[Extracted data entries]
_____

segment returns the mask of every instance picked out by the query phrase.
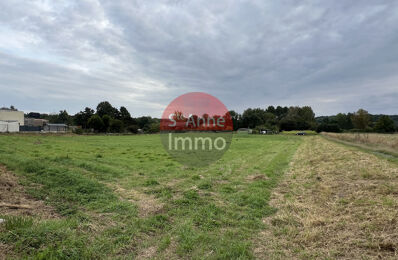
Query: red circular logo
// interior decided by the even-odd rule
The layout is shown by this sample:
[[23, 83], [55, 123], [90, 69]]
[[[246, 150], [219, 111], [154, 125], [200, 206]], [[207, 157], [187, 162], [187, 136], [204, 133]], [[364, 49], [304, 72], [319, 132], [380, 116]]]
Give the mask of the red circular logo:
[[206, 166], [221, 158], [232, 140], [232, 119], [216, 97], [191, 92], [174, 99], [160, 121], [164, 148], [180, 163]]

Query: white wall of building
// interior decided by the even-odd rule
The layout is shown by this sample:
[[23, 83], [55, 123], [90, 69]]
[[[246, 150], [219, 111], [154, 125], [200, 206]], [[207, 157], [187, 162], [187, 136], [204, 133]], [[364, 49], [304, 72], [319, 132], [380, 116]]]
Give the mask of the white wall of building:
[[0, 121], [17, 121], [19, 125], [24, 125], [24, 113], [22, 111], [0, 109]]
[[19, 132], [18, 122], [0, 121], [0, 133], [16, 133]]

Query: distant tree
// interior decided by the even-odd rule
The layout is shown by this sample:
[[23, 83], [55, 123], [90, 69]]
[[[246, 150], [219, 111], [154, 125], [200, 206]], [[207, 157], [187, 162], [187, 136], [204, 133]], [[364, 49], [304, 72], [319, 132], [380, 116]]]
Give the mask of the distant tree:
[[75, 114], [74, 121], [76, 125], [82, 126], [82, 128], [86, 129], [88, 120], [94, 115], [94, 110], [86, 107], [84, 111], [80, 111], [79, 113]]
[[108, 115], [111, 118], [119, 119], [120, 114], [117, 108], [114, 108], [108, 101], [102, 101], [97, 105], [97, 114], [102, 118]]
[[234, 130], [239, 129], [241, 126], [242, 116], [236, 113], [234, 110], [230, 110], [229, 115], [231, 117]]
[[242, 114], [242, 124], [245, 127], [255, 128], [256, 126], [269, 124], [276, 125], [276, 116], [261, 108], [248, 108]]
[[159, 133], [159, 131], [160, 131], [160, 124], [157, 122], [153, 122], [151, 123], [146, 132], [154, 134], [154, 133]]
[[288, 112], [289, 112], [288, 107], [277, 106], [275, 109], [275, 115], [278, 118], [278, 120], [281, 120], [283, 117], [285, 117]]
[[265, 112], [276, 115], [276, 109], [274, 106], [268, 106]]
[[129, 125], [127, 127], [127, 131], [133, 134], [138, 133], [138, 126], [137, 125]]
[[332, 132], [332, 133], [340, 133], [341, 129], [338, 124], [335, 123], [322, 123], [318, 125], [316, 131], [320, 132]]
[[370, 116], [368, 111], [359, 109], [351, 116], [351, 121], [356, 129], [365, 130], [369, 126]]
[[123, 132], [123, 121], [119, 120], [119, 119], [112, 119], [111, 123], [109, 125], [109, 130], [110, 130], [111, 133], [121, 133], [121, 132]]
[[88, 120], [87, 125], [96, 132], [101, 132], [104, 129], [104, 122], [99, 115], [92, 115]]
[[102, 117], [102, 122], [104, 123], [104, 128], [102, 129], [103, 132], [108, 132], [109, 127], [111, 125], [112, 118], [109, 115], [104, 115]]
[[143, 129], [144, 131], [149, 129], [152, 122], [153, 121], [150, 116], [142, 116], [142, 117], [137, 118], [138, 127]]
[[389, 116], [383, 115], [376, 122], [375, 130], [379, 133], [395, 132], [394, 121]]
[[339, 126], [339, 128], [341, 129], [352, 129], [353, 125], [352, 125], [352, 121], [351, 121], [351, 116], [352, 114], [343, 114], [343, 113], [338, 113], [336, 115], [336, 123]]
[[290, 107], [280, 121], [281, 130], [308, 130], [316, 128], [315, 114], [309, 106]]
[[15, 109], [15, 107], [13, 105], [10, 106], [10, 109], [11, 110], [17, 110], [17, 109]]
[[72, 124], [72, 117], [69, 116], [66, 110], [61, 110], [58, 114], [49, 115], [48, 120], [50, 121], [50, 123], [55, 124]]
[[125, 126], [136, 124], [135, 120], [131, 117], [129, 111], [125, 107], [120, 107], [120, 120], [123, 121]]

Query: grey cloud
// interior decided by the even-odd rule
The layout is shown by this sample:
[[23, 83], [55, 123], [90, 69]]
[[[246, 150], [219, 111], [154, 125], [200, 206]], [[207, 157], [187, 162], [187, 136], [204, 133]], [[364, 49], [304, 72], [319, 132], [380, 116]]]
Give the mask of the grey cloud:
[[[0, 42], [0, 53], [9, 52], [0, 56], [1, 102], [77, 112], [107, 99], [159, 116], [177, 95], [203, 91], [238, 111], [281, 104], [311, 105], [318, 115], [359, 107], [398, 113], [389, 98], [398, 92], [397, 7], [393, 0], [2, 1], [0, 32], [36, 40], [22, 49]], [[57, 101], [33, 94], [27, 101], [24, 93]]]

_____

> _Task brief_: What is needed is a word-for-word copy of the records above, excluding pictures.

> _Task answer_:
segment returns the mask of every instance picked out by the query phrase.
Query: red circular logo
// interior decided by the even-odd rule
The layout is shown by this sample:
[[23, 83], [55, 123], [90, 69]]
[[[246, 150], [219, 111], [154, 125], [200, 206]], [[207, 157], [187, 162], [187, 136], [204, 133]], [[364, 49], [304, 72], [319, 132], [380, 116]]]
Give the mask of the red circular logo:
[[206, 166], [221, 158], [232, 140], [232, 119], [216, 97], [191, 92], [174, 99], [160, 121], [164, 148], [180, 163]]

Query: white wall of building
// interior decided by the even-odd rule
The layout is shown by this sample:
[[23, 83], [55, 123], [90, 69]]
[[[246, 150], [219, 111], [154, 125], [200, 206]], [[207, 157], [187, 162], [187, 136], [204, 133]], [[364, 49], [304, 72], [319, 132], [380, 116]]]
Give the mask of the white wall of building:
[[0, 121], [17, 121], [19, 125], [24, 125], [24, 113], [22, 111], [0, 109]]
[[19, 132], [18, 122], [0, 121], [0, 133], [16, 133]]

Query: distant tree
// interior decided by the even-odd rule
The layout is shown by this sample:
[[23, 83], [55, 123], [90, 69]]
[[[246, 150], [219, 111], [154, 125], [200, 206]], [[207, 157], [187, 162], [187, 136], [204, 133]], [[364, 49], [304, 72], [319, 132], [380, 116]]]
Give the mask of the distant tree:
[[75, 114], [74, 121], [76, 125], [82, 126], [82, 128], [86, 129], [88, 120], [94, 115], [94, 110], [86, 107], [84, 111], [80, 111], [79, 113]]
[[108, 115], [111, 118], [119, 119], [120, 114], [117, 108], [114, 108], [108, 101], [102, 101], [97, 105], [97, 114], [102, 118]]
[[234, 130], [239, 129], [241, 126], [242, 116], [236, 113], [234, 110], [230, 110], [229, 115], [231, 117]]
[[242, 114], [242, 124], [245, 127], [255, 128], [256, 126], [269, 124], [276, 125], [276, 116], [261, 108], [248, 108]]
[[159, 133], [159, 131], [160, 131], [160, 124], [157, 122], [153, 122], [151, 123], [146, 132], [154, 134], [154, 133]]
[[288, 112], [289, 112], [288, 107], [277, 106], [275, 109], [275, 115], [278, 118], [278, 120], [281, 120], [283, 117], [285, 117]]
[[265, 112], [276, 115], [276, 109], [274, 106], [268, 106]]
[[129, 125], [127, 127], [127, 131], [133, 134], [138, 133], [138, 126], [137, 125]]
[[332, 132], [332, 133], [340, 133], [341, 129], [338, 124], [335, 123], [322, 123], [318, 125], [316, 131], [320, 132]]
[[370, 116], [368, 111], [359, 109], [351, 116], [351, 121], [356, 129], [365, 130], [369, 126]]
[[123, 132], [123, 121], [119, 120], [119, 119], [112, 119], [111, 123], [109, 125], [109, 130], [110, 130], [111, 133], [121, 133], [121, 132]]
[[88, 120], [87, 125], [96, 132], [101, 132], [104, 129], [104, 122], [99, 115], [92, 115]]
[[102, 117], [102, 122], [104, 123], [104, 128], [102, 129], [103, 132], [108, 132], [109, 127], [111, 125], [112, 118], [109, 115], [104, 115]]
[[143, 129], [144, 131], [149, 129], [152, 122], [153, 121], [150, 116], [142, 116], [142, 117], [137, 118], [138, 127]]
[[389, 116], [383, 115], [376, 122], [375, 130], [379, 133], [395, 132], [394, 121]]
[[339, 126], [339, 128], [341, 129], [352, 129], [353, 125], [352, 125], [352, 121], [351, 121], [351, 116], [352, 114], [343, 114], [343, 113], [338, 113], [336, 115], [336, 123]]
[[290, 107], [280, 121], [281, 130], [308, 130], [316, 128], [315, 114], [309, 106]]
[[15, 109], [15, 107], [13, 105], [10, 106], [10, 109], [11, 110], [17, 110], [17, 109]]
[[72, 124], [72, 117], [69, 116], [66, 110], [61, 110], [58, 114], [49, 115], [48, 120], [50, 121], [50, 123], [55, 124]]
[[125, 126], [136, 124], [135, 120], [131, 117], [129, 111], [125, 107], [120, 107], [120, 120], [123, 121]]

Query: grey cloud
// interior decided by the even-odd rule
The layout is shown by this sample:
[[23, 83], [55, 123], [90, 69]]
[[[246, 150], [219, 111], [154, 125], [200, 206]], [[207, 157], [187, 162], [187, 136], [204, 133]], [[364, 49], [304, 72], [319, 132], [380, 116]]]
Give the mask of the grey cloud:
[[[0, 42], [0, 53], [9, 52], [0, 56], [1, 102], [77, 112], [107, 99], [159, 116], [177, 95], [203, 91], [238, 111], [281, 104], [311, 105], [318, 115], [359, 107], [398, 113], [389, 98], [398, 92], [397, 7], [393, 0], [2, 1], [0, 32], [36, 40], [22, 49]], [[57, 101], [33, 94], [27, 101], [24, 93]]]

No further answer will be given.